# Extracto proporcionado:
• • • • •
Ayer fue día para los recuerdos. Yo me sumo hoy, un día después, para escapar del aluvión de conmemoraciones, de los excesos rememorativos muchas veces parciales y poco razonados.
Porque ayer se recordaba un hecho trágico que sacudió al mundo entero: el 10º aniversario de los atentados contra las Torres Gemelas de Nueva York. Todos los medios de comunicación se ocuparon del tema con gran despliegue de reportajes y crónicas que incluían fotografías inéditas de lo sucedido aquel nefasto día. Cuatro aviones comerciales, utilizados como si fueran misiles, fueron estrellados contra edificios de Nueva York y Washington, causando la muerte de cerca de 3.000 personas inocentes. EE.UU era atacado por el terrorismo fanático de índole islamista al que empezó a combatir tan pronto se sobrepuso del aturdimiento y la confusión.
Desde aquel día todos nos sentimos víctimas al ver las imágenes de los aviones empotrándose en los rascacielos como si fueran de mantequilla hasta explotar cual bombas incendiarias. Las consecuencias del ataque aún las sufren hoy unas sociedades que ya no se consideran invulnerables a cualquier fanatismo asesino que quiera acometer una locura nunca antes imaginada. Por eso, diez años después, seguimos aceptando que se restrinjan libertades en aras de una seguridad que jamás será completa ni nos hará recuperar la confianza que manteníamos en nuestras calles y casas.
Pero ayer me acordaba también de otro luctuoso 11 de septiembre cuyo bochorno aún padezco. Fue también un bombardeo a instalaciones civiles para aniquilar al presidente de una República e instaurar, tras la asonada, una dictadura que prosiguió asesinando de forma sistémica durante 17 años a todas las personas que fueran sospechosas de connivencia con la democracia que llevó al poder a Salvador Allende en Chile. La dictadura del general Pinochet también arroja un balance de más de 3.000 muertos y desaparecidos, y otros miles de ciudadanos sometidos a tortura y prisión por delitos que tampoco supieron que cometían.
• • • • •
# Instrucciones:
1: Transcriba literalmente el pasaje del texto sobre el 11 de septiembre que se inicia con las palabras "Desde aquel día" y concluye con "calles y casas.".
2: Enumere, sin repeticiones, todos los nombres de ciudades y de países que figuran en el texto sobre el 11 de septiembre.
Los registros proceden de una fuente distinta.

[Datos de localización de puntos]
• • • • •
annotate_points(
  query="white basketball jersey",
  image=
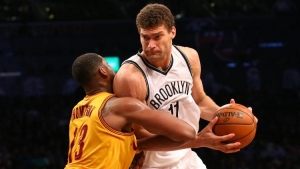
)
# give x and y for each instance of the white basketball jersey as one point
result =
(169, 90)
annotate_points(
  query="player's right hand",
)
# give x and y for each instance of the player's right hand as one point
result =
(206, 138)
(138, 161)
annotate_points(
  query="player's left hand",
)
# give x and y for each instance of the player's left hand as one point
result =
(232, 101)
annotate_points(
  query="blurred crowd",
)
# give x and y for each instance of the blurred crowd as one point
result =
(35, 10)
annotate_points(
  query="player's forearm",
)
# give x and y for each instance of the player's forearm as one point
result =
(160, 143)
(208, 108)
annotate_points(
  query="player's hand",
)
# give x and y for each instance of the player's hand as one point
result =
(206, 138)
(138, 160)
(232, 101)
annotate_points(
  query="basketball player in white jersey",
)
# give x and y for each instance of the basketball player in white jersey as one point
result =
(167, 77)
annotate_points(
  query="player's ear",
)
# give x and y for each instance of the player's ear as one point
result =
(103, 72)
(173, 32)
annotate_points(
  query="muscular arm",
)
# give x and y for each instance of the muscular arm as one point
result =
(129, 82)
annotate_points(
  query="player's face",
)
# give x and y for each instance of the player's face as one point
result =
(109, 69)
(157, 42)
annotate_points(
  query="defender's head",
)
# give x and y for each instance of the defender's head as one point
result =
(93, 73)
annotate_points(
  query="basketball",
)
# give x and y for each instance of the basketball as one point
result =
(237, 119)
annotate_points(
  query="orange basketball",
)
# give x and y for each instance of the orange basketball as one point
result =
(237, 119)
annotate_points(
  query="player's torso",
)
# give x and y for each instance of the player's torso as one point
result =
(94, 144)
(170, 91)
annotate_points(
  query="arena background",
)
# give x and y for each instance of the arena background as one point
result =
(249, 51)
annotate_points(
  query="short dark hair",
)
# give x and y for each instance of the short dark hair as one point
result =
(85, 67)
(153, 15)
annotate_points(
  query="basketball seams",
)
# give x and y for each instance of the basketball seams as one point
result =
(245, 136)
(231, 115)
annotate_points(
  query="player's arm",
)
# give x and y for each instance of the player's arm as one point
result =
(134, 111)
(129, 82)
(207, 106)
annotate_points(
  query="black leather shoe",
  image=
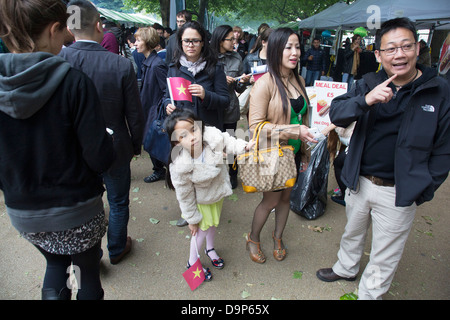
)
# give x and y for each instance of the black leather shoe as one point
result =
(339, 200)
(154, 177)
(328, 275)
(52, 294)
(116, 260)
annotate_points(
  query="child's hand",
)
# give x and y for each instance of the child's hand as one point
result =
(250, 145)
(193, 228)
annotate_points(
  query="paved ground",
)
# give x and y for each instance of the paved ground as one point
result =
(154, 269)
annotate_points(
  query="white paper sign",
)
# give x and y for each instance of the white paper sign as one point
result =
(325, 92)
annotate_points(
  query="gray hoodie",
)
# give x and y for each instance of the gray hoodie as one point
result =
(28, 80)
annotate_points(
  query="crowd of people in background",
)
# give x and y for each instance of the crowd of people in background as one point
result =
(90, 105)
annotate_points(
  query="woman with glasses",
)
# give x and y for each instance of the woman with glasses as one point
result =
(222, 45)
(195, 61)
• • • • •
# Respuestas por tarea:
1:
Desde aquel día todos nos sentimos víctimas al ver las imágenes de los aviones empotrándose en los rascacielos como si fueran de mantequilla hasta explotar cual bombas incendiarias. Las consecuencias del ataque aún las sufren hoy unas sociedades que ya no se consideran invulnerables a cualquier fanatismo asesino que quiera acometer una locura nunca antes imaginada. Por eso, diez años después, seguimos aceptando que se restrinjan libertades en aras de una seguridad que jamás será completa ni nos hará recuperar la confianza que manteníamos en nuestras calles y casas.

2: Nueva York, Washington, EE.UU, Chile